* Task goal *
The string "body" appears in some lines of the data. Report how many, with no other words.

Content starts

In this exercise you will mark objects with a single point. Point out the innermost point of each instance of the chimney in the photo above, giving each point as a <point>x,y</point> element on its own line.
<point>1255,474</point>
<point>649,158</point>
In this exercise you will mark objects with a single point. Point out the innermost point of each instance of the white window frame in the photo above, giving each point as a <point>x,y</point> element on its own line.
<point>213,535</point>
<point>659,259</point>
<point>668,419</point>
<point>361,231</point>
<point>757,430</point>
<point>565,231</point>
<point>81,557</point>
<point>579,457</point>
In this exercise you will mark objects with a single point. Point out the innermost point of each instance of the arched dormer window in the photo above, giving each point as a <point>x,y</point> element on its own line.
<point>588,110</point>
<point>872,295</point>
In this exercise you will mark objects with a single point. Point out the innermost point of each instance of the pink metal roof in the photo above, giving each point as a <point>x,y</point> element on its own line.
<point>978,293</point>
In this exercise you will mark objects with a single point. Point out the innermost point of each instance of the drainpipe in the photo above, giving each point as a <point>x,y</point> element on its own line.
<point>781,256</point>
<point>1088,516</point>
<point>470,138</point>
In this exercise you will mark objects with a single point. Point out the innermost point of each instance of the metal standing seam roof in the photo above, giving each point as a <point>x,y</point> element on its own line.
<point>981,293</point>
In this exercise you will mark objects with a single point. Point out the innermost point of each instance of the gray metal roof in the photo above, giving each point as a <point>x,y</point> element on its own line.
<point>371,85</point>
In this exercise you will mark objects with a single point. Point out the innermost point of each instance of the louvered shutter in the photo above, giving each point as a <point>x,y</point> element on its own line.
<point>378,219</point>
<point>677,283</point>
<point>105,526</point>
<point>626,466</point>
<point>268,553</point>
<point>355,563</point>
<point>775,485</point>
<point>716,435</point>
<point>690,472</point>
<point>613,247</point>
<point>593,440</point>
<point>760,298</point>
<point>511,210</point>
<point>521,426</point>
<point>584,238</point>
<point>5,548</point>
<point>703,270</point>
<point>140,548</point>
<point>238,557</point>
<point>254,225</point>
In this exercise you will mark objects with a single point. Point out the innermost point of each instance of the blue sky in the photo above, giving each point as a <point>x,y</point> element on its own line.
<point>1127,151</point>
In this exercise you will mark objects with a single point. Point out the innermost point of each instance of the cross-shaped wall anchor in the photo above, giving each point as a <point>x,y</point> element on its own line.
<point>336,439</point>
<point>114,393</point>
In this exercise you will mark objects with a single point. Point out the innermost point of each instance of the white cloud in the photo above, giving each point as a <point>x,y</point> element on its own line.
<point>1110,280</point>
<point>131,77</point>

Content ends
Content starts

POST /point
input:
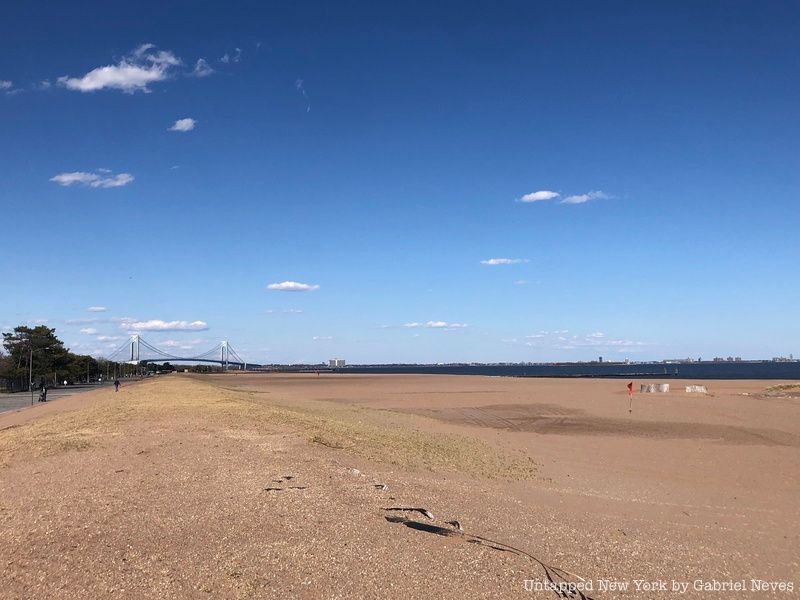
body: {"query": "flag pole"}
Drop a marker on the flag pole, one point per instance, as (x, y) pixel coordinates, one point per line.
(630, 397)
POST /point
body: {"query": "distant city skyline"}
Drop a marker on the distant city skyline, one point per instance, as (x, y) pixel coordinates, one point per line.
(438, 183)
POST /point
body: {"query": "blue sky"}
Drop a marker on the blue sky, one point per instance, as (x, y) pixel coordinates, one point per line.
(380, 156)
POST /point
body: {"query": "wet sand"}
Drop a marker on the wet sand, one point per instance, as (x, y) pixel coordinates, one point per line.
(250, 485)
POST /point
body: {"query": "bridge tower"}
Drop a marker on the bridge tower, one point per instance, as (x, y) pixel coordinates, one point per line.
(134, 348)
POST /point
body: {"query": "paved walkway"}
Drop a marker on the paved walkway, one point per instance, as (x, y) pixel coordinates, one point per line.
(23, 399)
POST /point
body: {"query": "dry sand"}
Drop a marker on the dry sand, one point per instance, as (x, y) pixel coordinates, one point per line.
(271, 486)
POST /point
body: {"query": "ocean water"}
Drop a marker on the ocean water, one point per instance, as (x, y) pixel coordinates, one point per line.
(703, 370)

Content ends

* Expected output *
8